▸ RECORDS TO USE
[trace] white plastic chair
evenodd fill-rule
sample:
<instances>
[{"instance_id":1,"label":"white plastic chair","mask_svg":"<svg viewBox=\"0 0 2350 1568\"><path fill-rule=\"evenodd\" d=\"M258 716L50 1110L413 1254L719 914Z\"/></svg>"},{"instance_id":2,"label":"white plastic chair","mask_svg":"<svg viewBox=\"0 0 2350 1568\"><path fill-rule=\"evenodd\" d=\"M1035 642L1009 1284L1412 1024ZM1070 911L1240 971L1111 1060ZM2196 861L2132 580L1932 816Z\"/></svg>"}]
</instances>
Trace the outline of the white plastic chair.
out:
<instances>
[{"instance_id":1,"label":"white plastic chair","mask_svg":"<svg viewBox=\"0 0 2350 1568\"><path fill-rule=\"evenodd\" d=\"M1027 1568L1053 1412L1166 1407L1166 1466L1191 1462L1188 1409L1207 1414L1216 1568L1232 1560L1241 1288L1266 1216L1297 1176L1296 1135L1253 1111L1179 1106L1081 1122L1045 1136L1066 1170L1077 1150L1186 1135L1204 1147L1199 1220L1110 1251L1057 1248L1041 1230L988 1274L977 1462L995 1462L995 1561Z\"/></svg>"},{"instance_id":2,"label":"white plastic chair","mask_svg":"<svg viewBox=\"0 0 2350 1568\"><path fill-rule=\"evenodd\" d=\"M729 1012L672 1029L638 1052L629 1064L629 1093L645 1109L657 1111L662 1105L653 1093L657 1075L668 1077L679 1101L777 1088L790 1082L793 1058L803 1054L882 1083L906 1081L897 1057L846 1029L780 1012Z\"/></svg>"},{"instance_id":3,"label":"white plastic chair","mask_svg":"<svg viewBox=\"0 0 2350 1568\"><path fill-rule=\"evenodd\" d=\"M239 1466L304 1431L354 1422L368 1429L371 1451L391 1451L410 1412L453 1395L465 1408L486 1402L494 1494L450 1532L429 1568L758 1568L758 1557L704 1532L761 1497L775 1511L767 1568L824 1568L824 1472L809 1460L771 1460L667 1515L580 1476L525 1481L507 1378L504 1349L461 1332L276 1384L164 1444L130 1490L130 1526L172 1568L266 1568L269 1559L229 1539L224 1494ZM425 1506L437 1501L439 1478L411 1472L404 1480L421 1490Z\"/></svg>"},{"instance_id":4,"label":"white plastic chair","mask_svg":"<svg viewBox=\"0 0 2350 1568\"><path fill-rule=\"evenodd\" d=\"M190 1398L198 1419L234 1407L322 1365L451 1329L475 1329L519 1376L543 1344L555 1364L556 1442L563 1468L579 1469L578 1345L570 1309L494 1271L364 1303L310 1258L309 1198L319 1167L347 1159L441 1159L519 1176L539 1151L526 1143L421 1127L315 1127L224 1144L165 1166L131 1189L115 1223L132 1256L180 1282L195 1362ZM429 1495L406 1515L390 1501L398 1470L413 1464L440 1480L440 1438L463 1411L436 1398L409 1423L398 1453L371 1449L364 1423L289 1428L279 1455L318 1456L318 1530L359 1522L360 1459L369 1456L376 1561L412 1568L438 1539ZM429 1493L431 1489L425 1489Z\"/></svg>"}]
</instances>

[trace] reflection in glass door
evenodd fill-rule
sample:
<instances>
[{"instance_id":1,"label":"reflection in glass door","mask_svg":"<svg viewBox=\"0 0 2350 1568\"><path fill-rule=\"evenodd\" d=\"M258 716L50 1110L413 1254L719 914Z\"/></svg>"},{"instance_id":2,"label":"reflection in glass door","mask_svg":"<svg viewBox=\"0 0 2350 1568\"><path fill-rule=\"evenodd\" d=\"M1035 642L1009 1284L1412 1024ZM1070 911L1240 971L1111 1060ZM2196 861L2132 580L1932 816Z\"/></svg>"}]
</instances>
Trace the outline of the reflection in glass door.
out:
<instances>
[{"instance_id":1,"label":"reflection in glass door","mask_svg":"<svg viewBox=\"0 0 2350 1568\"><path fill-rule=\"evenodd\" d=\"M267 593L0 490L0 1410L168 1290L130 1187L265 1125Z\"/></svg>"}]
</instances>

▸ WORK ORDER
Word for word, repeat every record.

▸ THE ANSWER
[trace] white plastic chair
evenodd fill-rule
sample:
<instances>
[{"instance_id":1,"label":"white plastic chair","mask_svg":"<svg viewBox=\"0 0 2350 1568\"><path fill-rule=\"evenodd\" d=\"M258 716L50 1110L413 1254L719 914Z\"/></svg>"},{"instance_id":2,"label":"white plastic chair","mask_svg":"<svg viewBox=\"0 0 2350 1568\"><path fill-rule=\"evenodd\" d=\"M1035 642L1009 1284L1412 1024ZM1070 911L1240 971L1111 1060ZM2196 861L2132 580L1932 816Z\"/></svg>"}]
</instances>
Trace the outline of the white plastic chair.
out:
<instances>
[{"instance_id":1,"label":"white plastic chair","mask_svg":"<svg viewBox=\"0 0 2350 1568\"><path fill-rule=\"evenodd\" d=\"M1027 1568L1053 1412L1166 1407L1166 1466L1191 1462L1188 1409L1207 1414L1216 1568L1232 1560L1241 1288L1266 1216L1297 1176L1296 1135L1253 1111L1179 1106L1081 1122L1045 1136L1066 1170L1077 1150L1186 1135L1204 1147L1199 1220L1110 1251L1057 1248L1041 1230L988 1274L977 1462L995 1462L995 1561Z\"/></svg>"},{"instance_id":2,"label":"white plastic chair","mask_svg":"<svg viewBox=\"0 0 2350 1568\"><path fill-rule=\"evenodd\" d=\"M729 1012L672 1029L638 1052L629 1064L629 1093L645 1109L657 1111L662 1105L653 1093L657 1075L668 1077L679 1101L777 1088L790 1082L793 1058L803 1054L882 1083L906 1081L897 1057L846 1029L780 1012Z\"/></svg>"},{"instance_id":3,"label":"white plastic chair","mask_svg":"<svg viewBox=\"0 0 2350 1568\"><path fill-rule=\"evenodd\" d=\"M239 1466L304 1431L354 1422L368 1429L371 1451L391 1451L410 1412L453 1395L465 1408L486 1402L494 1494L450 1532L429 1568L758 1568L758 1557L704 1532L761 1497L775 1511L767 1568L824 1568L824 1472L809 1460L771 1460L667 1515L580 1476L525 1481L507 1378L504 1349L461 1332L276 1384L164 1444L130 1490L130 1526L172 1568L266 1568L269 1559L229 1539L224 1494ZM425 1506L437 1501L439 1478L411 1472L404 1480L421 1490Z\"/></svg>"},{"instance_id":4,"label":"white plastic chair","mask_svg":"<svg viewBox=\"0 0 2350 1568\"><path fill-rule=\"evenodd\" d=\"M190 1398L198 1419L234 1407L322 1365L451 1329L475 1329L519 1376L543 1344L555 1364L556 1442L563 1468L579 1469L578 1345L570 1309L494 1271L364 1303L310 1258L309 1198L319 1167L347 1159L441 1159L519 1176L539 1151L526 1143L421 1127L315 1127L224 1144L165 1166L131 1189L115 1223L132 1256L180 1282L195 1362ZM429 1495L406 1515L390 1501L398 1470L413 1464L440 1480L440 1438L463 1411L436 1398L409 1423L398 1453L371 1449L364 1423L289 1428L279 1455L318 1456L318 1530L359 1522L360 1459L369 1456L376 1561L412 1568L438 1539ZM429 1493L431 1489L425 1489Z\"/></svg>"}]
</instances>

[trace] reflection in glass door
evenodd fill-rule
sample:
<instances>
[{"instance_id":1,"label":"reflection in glass door","mask_svg":"<svg viewBox=\"0 0 2350 1568\"><path fill-rule=\"evenodd\" d=\"M258 716L50 1110L413 1254L719 914Z\"/></svg>"},{"instance_id":2,"label":"reflection in glass door","mask_svg":"<svg viewBox=\"0 0 2350 1568\"><path fill-rule=\"evenodd\" d=\"M1035 642L1009 1284L1412 1024ZM1070 911L1240 971L1111 1060ZM2196 861L2132 580L1932 816Z\"/></svg>"}]
</instances>
Trace the outline of the reflection in glass door.
out:
<instances>
[{"instance_id":1,"label":"reflection in glass door","mask_svg":"<svg viewBox=\"0 0 2350 1568\"><path fill-rule=\"evenodd\" d=\"M267 593L0 490L0 1410L168 1290L130 1187L265 1125Z\"/></svg>"}]
</instances>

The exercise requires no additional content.